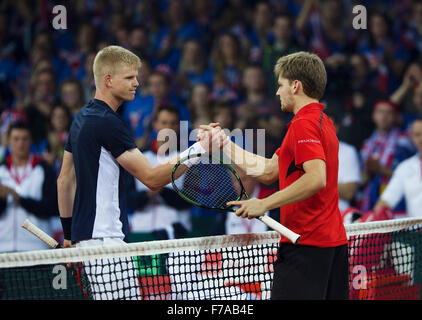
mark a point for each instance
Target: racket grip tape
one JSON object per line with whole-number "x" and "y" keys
{"x": 289, "y": 234}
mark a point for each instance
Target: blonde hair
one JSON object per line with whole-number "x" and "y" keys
{"x": 110, "y": 59}
{"x": 305, "y": 67}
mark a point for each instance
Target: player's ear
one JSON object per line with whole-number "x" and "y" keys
{"x": 108, "y": 80}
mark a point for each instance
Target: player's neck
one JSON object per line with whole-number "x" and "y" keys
{"x": 111, "y": 101}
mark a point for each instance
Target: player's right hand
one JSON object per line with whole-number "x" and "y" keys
{"x": 67, "y": 244}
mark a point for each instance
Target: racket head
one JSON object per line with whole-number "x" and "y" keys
{"x": 209, "y": 184}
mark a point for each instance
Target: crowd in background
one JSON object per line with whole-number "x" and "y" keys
{"x": 213, "y": 60}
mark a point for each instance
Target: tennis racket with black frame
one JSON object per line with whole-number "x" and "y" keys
{"x": 210, "y": 183}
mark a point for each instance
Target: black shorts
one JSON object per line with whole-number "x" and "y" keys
{"x": 306, "y": 272}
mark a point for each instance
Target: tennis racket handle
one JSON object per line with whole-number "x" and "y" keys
{"x": 289, "y": 234}
{"x": 28, "y": 225}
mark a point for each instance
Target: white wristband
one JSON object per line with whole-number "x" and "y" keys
{"x": 195, "y": 149}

**********

Search the material for the string "racket" and return each line that has it.

Exercise result:
Target: racket grip tape
Target: racket head
Target: tennis racket with black frame
Target: tennis racket handle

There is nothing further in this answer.